__KUTIPAN__.

Going To Zero
Semua ini tentang segala sesuatu
yang gue alami dan jalani namun hanya berakhir sia – sia belaka. Seperti halnya
gue di salah satu restoran padang, gue pesen “bu, rendangnya satu”. Tapi ibu
padang ini tidak menghiraukan gue dan malah menghiraukan pelanggan lain yang
bahkan tidak pesen.
Jadi, ada beberapa hal yang
mungkin berakhir sia – sia seperti halnya lo udah usaha belajar rajin berdo’a
buat UNAS atau ujian lainya. Tapi waktu test lo nge-blank. Lo udah belajar semua bab mulai dari bab jangka sorong,
mikrometer sekrum, hukum newton sampe kepala lo ketiban beton. Lo udah berusaha
semaksimal mungkin, mempersiapkan semuanya dengan berbagai cara tapi saat test
lo mala drop.
Pernah gue suatu ketika waktu jam
pelajaran fisika, bu af (guru fisika gue) mengumumkan kalo lusa ada Ulangan
harian bab Fluida statis. Oke, gue heran. Perasaan bab gue masih di momentum
gaya kenapa kita disuruh blajar bab setelah momentum gaya. semua gue persiapkan
mulai dari hari itu sampai hari H dimana tepat ulangan fisika. Hari itu adalah
hari paling mengerikan dalam hidup gue. setelah jam istirahat selesai bel masuk
berbunyi, entah guru ini naik kendaraan apa begitu bel bunyi sudah ada di kelas
gue membawa tumpukan soal. Mengerikan.

__LATIHAN SINGKAT A__.
Perbarui baris dalam daftar, mulai dari baris yang memuat "Locate the shadow" sampai baris yang memuat "x=670 y=310". Ganti "cumulus cloud" dengan "fluffy cloud", dan biarkan bagian lainnya tetap sama.
__LATIHAN SINGKAT B__.
Teruskan cerita tentang ulangan fisika bab Fluida statis setelah kalimat terakhirnya.

__DAFTAR LATIHAN__.
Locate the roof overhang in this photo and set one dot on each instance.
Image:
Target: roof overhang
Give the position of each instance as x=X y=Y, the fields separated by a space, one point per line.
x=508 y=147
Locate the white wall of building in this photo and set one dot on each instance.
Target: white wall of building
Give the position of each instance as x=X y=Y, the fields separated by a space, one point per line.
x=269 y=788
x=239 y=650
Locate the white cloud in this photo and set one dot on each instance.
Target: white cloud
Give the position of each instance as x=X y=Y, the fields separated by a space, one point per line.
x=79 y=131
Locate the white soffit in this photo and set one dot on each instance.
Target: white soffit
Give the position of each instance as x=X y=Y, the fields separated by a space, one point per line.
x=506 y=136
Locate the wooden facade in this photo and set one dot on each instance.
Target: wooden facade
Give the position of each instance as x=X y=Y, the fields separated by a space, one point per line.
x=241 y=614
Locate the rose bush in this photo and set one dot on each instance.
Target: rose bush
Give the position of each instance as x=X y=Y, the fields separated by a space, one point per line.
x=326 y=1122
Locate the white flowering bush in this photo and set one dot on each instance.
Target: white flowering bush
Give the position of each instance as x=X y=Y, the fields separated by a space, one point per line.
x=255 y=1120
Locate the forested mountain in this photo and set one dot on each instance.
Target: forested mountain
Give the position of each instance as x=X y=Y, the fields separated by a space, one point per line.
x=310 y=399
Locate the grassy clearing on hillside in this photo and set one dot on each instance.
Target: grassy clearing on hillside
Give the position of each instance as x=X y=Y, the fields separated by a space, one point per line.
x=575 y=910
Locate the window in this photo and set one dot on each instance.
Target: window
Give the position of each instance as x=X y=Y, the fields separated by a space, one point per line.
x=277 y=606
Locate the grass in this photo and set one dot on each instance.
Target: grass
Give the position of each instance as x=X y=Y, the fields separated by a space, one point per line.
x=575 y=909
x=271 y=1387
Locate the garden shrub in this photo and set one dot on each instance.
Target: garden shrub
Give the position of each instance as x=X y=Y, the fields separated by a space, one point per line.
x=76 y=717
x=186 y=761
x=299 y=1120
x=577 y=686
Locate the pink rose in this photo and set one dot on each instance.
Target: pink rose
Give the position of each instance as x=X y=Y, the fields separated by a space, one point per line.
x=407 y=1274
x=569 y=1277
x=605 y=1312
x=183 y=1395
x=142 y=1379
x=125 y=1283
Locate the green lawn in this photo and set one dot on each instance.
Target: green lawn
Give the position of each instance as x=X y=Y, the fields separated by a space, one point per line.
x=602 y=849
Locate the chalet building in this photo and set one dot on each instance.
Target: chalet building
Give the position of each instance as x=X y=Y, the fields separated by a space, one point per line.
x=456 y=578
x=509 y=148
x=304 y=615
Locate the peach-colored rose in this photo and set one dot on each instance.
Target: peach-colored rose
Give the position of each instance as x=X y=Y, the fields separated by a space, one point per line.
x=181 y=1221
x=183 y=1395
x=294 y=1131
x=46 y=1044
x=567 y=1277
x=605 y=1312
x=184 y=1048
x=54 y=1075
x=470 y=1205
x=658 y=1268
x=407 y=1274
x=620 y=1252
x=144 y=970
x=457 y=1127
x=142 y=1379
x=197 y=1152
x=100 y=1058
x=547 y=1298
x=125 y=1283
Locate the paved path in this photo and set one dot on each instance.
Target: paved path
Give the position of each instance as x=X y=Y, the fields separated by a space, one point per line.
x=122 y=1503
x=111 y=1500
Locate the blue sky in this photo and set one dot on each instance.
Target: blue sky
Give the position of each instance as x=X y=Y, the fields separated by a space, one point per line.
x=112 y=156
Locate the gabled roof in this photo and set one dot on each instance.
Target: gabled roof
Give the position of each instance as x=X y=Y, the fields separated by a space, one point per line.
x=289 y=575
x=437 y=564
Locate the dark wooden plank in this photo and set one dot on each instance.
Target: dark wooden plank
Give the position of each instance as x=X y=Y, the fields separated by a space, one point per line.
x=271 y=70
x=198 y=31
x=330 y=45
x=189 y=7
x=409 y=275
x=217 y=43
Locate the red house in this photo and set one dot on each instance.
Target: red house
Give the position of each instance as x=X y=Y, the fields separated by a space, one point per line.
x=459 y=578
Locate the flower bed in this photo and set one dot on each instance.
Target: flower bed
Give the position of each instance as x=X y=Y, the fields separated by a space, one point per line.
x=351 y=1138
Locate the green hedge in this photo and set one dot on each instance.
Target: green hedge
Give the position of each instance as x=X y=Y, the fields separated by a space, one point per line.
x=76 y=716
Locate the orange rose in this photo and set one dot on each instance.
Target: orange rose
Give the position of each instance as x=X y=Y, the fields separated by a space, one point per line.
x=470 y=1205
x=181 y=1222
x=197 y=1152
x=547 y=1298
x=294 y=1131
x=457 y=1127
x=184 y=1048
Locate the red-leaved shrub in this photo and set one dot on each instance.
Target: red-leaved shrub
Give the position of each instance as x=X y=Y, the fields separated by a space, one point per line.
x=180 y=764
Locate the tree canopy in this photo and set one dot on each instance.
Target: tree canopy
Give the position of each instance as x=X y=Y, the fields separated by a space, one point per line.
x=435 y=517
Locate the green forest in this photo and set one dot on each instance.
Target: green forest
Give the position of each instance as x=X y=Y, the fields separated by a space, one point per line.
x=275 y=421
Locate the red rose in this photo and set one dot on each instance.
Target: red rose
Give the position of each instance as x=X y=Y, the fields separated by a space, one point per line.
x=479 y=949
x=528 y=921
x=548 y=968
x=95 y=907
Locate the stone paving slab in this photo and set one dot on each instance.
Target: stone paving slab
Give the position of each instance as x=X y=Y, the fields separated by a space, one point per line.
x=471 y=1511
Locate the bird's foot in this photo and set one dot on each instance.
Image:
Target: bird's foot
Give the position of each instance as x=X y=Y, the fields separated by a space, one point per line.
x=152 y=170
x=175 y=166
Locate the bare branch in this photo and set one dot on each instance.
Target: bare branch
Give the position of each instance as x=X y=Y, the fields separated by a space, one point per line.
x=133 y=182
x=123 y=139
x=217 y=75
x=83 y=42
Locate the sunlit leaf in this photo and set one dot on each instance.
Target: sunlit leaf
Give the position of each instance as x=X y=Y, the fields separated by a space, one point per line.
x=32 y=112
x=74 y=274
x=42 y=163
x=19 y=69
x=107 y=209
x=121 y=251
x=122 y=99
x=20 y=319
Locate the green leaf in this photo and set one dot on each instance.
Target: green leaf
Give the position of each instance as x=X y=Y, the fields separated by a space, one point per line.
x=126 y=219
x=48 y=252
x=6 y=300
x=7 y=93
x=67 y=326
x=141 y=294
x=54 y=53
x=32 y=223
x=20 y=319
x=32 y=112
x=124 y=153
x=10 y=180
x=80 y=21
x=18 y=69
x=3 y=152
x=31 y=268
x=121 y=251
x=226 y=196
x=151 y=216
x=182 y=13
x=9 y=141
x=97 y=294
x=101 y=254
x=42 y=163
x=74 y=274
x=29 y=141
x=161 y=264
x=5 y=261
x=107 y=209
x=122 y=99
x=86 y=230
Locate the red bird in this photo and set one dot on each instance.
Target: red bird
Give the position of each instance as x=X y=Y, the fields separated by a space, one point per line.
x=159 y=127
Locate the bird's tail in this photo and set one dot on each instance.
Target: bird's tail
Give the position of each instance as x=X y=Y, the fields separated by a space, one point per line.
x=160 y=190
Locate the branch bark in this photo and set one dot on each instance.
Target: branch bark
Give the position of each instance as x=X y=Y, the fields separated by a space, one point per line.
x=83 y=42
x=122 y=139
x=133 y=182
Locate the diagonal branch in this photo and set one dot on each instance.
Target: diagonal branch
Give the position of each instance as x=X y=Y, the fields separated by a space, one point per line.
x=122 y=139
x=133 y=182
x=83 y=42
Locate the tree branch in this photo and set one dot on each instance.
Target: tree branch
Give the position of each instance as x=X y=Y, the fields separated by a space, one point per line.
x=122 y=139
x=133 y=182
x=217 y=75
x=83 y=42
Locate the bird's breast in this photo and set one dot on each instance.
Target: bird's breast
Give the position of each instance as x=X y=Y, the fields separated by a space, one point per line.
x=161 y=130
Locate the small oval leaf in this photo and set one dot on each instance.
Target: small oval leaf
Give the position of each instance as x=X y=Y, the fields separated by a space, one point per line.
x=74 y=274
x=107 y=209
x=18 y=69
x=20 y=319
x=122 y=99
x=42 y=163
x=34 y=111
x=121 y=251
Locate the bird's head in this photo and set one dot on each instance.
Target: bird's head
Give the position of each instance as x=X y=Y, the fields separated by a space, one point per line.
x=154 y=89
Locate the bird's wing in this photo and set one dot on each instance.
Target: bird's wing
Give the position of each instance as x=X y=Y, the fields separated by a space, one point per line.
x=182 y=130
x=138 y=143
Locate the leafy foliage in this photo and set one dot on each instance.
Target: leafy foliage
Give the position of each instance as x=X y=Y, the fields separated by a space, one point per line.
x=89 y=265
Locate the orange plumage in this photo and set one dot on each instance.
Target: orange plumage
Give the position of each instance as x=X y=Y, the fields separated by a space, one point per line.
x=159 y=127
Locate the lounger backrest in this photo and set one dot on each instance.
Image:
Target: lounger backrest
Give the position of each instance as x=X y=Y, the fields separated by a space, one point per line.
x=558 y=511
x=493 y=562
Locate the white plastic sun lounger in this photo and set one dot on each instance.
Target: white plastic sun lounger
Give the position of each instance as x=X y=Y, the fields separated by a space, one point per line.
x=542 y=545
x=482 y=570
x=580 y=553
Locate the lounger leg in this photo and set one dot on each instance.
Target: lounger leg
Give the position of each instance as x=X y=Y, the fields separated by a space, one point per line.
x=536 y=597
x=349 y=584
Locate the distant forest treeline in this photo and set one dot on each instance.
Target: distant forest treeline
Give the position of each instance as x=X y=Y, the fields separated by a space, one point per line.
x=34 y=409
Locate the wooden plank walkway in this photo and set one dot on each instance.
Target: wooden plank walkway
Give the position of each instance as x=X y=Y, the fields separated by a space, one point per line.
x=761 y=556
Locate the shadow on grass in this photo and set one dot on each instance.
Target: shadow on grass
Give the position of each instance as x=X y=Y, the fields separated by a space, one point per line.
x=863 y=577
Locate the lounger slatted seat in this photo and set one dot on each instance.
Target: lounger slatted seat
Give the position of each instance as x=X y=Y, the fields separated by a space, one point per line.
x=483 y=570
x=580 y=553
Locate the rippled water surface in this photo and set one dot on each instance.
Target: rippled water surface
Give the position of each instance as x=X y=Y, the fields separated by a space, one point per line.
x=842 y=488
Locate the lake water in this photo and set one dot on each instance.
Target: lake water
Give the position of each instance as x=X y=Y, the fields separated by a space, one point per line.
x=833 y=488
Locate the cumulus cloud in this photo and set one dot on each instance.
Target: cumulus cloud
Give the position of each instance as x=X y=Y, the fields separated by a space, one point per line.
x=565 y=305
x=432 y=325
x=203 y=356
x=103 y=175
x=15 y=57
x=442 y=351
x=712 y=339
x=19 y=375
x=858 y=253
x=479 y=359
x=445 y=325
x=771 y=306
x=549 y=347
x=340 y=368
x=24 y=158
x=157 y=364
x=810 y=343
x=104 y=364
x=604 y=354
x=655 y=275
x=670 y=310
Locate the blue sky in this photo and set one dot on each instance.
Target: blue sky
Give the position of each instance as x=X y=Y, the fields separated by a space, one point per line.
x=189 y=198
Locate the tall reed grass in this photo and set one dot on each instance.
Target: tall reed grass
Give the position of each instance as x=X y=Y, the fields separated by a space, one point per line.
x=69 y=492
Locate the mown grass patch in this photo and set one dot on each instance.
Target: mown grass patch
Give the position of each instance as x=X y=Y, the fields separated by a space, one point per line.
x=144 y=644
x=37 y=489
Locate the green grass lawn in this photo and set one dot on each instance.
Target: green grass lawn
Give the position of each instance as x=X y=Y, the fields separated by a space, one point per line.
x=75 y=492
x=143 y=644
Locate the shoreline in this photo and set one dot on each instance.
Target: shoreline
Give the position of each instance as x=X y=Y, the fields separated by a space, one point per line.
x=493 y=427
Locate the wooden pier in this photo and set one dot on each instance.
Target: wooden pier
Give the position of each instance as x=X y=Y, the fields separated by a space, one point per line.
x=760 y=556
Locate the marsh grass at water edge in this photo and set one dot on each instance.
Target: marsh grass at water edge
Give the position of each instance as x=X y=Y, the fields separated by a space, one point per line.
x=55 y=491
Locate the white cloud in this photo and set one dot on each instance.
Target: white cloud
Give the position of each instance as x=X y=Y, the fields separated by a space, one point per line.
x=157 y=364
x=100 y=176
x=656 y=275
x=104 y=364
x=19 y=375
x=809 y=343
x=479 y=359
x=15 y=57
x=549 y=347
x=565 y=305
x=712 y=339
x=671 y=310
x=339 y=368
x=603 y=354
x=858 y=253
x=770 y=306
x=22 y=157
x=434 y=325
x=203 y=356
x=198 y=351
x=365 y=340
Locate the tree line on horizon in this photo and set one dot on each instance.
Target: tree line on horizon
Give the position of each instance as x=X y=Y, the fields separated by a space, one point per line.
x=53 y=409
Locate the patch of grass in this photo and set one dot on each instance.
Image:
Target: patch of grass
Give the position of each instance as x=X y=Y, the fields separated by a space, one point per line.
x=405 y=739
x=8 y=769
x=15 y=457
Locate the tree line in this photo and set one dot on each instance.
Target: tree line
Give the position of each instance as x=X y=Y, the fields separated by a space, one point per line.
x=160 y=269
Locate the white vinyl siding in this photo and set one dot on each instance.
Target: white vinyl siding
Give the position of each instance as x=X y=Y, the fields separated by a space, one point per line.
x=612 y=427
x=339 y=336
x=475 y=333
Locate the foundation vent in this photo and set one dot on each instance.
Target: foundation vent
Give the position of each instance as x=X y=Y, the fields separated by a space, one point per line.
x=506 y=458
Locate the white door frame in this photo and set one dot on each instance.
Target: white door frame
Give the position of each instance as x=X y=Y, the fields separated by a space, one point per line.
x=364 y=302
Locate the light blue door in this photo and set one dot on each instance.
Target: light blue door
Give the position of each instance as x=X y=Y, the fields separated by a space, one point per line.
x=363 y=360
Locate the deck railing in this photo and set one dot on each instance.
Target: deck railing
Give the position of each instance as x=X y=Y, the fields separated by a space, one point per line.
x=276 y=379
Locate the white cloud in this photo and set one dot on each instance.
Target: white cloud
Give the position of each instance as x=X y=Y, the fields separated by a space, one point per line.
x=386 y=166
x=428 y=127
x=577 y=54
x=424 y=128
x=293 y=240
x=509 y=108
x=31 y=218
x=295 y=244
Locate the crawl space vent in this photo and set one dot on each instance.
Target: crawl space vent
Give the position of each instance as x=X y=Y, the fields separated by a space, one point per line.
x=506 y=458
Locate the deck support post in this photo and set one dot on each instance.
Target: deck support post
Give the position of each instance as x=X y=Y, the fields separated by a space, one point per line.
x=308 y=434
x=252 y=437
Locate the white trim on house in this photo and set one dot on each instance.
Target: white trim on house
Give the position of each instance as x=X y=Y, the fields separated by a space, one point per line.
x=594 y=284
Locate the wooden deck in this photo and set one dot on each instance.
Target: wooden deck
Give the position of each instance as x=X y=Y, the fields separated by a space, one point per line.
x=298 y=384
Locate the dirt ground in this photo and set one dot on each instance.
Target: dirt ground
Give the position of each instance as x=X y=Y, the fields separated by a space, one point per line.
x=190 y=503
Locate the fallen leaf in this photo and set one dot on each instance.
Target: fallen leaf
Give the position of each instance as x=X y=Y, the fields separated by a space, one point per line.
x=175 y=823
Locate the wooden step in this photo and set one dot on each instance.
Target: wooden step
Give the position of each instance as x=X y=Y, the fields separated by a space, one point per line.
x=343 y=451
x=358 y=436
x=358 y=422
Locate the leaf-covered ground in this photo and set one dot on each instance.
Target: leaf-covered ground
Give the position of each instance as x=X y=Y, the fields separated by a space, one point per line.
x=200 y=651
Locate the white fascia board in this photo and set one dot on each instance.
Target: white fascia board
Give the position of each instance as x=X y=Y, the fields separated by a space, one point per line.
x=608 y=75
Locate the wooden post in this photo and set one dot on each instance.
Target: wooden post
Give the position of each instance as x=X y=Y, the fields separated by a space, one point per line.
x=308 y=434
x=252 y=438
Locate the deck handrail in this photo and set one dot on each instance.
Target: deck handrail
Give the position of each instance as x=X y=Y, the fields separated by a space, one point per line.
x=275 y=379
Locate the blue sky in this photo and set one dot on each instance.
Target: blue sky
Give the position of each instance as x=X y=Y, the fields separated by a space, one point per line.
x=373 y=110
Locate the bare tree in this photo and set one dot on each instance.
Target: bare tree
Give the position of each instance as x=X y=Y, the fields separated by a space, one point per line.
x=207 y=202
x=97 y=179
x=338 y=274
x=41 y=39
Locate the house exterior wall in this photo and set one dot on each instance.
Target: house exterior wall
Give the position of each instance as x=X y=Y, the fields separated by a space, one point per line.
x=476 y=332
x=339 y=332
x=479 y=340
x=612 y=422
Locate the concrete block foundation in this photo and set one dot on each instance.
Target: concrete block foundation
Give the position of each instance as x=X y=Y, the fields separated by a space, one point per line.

__JAWABAN YANG DIHARAPKAN A__.
Locate the shadow on grass in this photo and set one dot on each instance.
Target: shadow on grass
Give the position of each instance as x=X y=Y, the fields separated by a space, one point per line.
x=863 y=577
Locate the lounger slatted seat in this photo and set one dot on each instance.
Target: lounger slatted seat
Give the position of each instance as x=X y=Y, the fields separated by a space, one point per line.
x=483 y=570
x=580 y=553
Locate the rippled water surface in this photo and set one dot on each instance.
Target: rippled water surface
Give the position of each instance as x=X y=Y, the fields separated by a space, one point per line.
x=842 y=488
Locate the lake water in this photo and set one dot on each instance.
Target: lake water
Give the position of each instance as x=X y=Y, the fields separated by a space, one point per line.
x=833 y=488
Locate the fluffy cloud in this photo and set one dot on each instance.
Target: fluffy cloud
Give the position of each instance as x=X y=Y, the fields separated by a space, one point per line.
x=565 y=305
x=432 y=325
x=203 y=356
x=103 y=175
x=15 y=57
x=442 y=351
x=712 y=339
x=19 y=375
x=858 y=253
x=479 y=359
x=445 y=325
x=771 y=306
x=549 y=347
x=340 y=368
x=24 y=158
x=157 y=364
x=810 y=343
x=104 y=364
x=604 y=354
x=655 y=275
x=670 y=310

__JAWABAN YANG DIHARAPKAN B__.
Saat
bu af membagikan kertas soal gue deg – deg.an dan gue mulai berkata dalam hati
“soal apa ya yang keluar. Soal yang mana ya yang habis gue pelajarin, pake
rumus apa ya”. Dan ternyata yang keluar adalah soal momentum gaya. Oh oke.
Gue mencoba tenang dan berpikir
jernih, gue mengalih-alihkan fungsi dan pikiran otak gue ke hal yang positif,
gue diam sejenak dan berkata dalam hati. “dede kamu bisa momentum gaya ini
gampang kok dee, calm down”. Setidaknya itu yang ada di benak gue, kenyataanya
“OH FFAAAKKKK!!! Kenapa momentum gaya? Apa ini? Gaya apa ini? Gaya yang gimana
inii? Rumus? Persetan dengan rumus gue mau mampus. Tuhan ambil aku”.
Gue
beratanya ke temen sebangku gue “bro, bukanya harusnya ulanganya fluida statis?”.
Temen gue yang sedikit berbisik menjawab dengan santai “Bego lu, kan udah
dibilang bab yang baru momentum gaya. Kenapa lo malah belajar bab setelah
momentum gaya?”. Dengan bego gue menjawab “kayanya gue kerajinan, bro”.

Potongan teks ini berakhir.